**TASK INSTRUCTIONS:**
a – Reproduce a passage from the ptdump patch. Begin at the words "Add support for" and stop after the words "insertions(+), 1 deletion(-)".
b – Answer these questions from the ptdump patch, one per line:
(i) How many files, insertions, and deletions does the change summary report?
(ii) According to its comment, when is a bit ignored for the feature_on field?
(iii) Which capability does is_fwb_enabled pass to cpus_have_final_cap?
c – In the ptdump patch, rewrite the function that begins "static bool is_fwb_enabled" as a short list of the steps it performs.

**TEXT SEGMENT:**

>> Begin

Add support for parsing the memory attribute fields from the page table
descriptors.
Signed-off-by: Sebastian Ene <[email protected]>
---
arch/arm64/mm/ptdump.c | 65 +++++++++++++++++++++++++++++++++++++++++-
1 file changed, 64 insertions(+), 1 deletion(-)
diff --git a/arch/arm64/mm/ptdump.c b/arch/arm64/mm/ptdump.c
index 9f88542d5312..ec7f6430f6d7 100644
--- a/arch/arm64/mm/ptdump.c
+++ b/arch/arm64/mm/ptdump.c
@@ -89,11 +89,19 @@ struct pg_state {
struct ptdump_info_file_priv *f_priv;
};
+/*
+ * This callback checks the runtime configuration before interpreting the
+ * attributes defined in the prot_bits.
+ */
+typedef bool (*is_feature_cb)(const void *ctx);
+
struct prot_bits {
u64 mask;
u64 val;
const char *set;
const char *clear;
+ is_feature_cb feature_on; /* bit ignored if the callback returns false */
+ is_feature_cb feature_off; /* bit ignored if the callback returns true */
};
static const struct prot_bits pte_bits[] = {
@@ -175,6 +183,34 @@ static const struct prot_bits pte_bits[] = {
}
};
+static bool is_fwb_enabled(const void *ctx)
+{
+ const struct pg_state *st = ctx;
+ struct ptdump_info_file_priv *f_priv = st->f_priv;
+ struct kvm_pgtable_snapshot *snapshot = f_priv->file_priv;
+ struct kvm_pgtable *pgtable = &snapshot->pgtable;
+
+ bool fwb_enabled = false;
+
+ if (cpus_have_final_cap(ARM64_HAS_STAGE2_FWB))
+ fwb_enabled = !(pgtable->flags & KVM_PGTABLE_S2_NOFWB);
+
+ return fwb_enabled;
+}
+
+static bool is_table_bit_ignored(const void *ctx)
+{
+ const struct pg_state *st = ctx;
+
+ if (!(st->current_prot & PTE_VALID))
+ return true;
+
+ if (st->level == CONFIG_PGTABLE_LEVELS)

>> End

**MATERIAL:**
>> Begin

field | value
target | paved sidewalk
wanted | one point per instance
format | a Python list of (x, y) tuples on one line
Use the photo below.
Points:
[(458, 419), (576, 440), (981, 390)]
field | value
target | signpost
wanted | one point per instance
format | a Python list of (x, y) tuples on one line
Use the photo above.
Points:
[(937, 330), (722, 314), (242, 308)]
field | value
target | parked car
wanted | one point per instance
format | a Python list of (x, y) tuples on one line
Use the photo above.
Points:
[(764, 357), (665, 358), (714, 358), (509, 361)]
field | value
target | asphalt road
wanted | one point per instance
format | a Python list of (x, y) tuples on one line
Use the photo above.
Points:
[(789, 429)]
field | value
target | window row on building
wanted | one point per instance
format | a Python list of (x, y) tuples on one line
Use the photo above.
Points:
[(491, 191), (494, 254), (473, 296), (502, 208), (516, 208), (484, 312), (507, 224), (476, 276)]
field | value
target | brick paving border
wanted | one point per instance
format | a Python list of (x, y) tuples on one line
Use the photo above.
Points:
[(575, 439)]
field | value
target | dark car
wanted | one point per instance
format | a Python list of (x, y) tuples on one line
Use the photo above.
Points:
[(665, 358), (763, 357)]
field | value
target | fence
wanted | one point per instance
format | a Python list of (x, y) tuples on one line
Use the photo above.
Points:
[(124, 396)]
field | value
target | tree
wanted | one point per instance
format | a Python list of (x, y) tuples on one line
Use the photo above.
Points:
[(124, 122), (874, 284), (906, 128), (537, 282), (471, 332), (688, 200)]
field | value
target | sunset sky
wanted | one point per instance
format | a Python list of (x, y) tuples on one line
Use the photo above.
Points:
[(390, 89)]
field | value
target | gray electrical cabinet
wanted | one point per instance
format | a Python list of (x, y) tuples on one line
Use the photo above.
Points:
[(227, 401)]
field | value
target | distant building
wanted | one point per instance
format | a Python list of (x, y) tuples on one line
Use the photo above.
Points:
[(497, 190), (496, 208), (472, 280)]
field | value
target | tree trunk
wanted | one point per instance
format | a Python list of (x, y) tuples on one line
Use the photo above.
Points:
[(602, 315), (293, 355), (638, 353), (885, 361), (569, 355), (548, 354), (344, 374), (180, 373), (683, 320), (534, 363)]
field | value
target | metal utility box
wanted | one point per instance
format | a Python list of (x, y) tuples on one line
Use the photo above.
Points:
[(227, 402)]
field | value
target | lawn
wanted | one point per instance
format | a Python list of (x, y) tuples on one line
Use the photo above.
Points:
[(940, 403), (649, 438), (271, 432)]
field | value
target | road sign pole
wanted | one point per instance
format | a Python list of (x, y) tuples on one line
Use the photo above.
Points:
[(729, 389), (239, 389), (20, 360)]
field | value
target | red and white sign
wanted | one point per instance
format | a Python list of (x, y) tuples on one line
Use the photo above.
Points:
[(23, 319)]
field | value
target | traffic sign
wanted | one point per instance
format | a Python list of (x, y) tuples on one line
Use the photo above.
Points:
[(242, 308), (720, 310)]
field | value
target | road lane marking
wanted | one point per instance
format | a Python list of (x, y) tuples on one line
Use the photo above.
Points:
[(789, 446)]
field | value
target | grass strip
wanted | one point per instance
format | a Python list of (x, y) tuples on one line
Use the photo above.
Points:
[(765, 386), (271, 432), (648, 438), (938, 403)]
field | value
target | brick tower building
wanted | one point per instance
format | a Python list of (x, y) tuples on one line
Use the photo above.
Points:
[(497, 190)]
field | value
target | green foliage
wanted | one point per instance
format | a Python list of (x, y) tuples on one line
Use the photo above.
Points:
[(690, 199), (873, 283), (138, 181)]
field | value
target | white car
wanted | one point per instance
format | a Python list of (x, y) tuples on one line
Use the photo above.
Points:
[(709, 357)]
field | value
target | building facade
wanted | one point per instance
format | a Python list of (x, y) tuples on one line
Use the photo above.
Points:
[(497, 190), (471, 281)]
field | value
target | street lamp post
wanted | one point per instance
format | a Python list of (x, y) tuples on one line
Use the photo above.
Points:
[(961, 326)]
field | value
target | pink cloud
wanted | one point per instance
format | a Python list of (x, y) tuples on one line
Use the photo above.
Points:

>> End

**ANSWERS IN ORDER:**
a –
Add support for parsing the memory attribute fields from the page table
descriptors.
Signed-off-by: Sebastian Ene <[email protected]>
---
arch/arm64/mm/ptdump.c | 65 +++++++++++++++++++++++++++++++++++++++++-
1 file changed, 64 insertions(+), 1 deletion(-)

b –
(i) 1 file, 64 insertions, and 1 deletion.
(ii) The bit is ignored if the callback returns false.
(iii) ARM64_HAS_STAGE2_FWB.

c –
- Treats the const void *ctx argument as a pg_state (st).
- Gets the ptdump_info_file_priv from st->f_priv, the kvm_pgtable_snapshot from that structure's file_priv, and the kvm_pgtable from the snapshot's pgtable.
- Sets fwb_enabled to false.
- If cpus_have_final_cap(ARM64_HAS_STAGE2_FWB) is true, sets fwb_enabled to true unless pgtable->flags contains KVM_PGTABLE_S2_NOFWB.
- Returns fwb_enabled.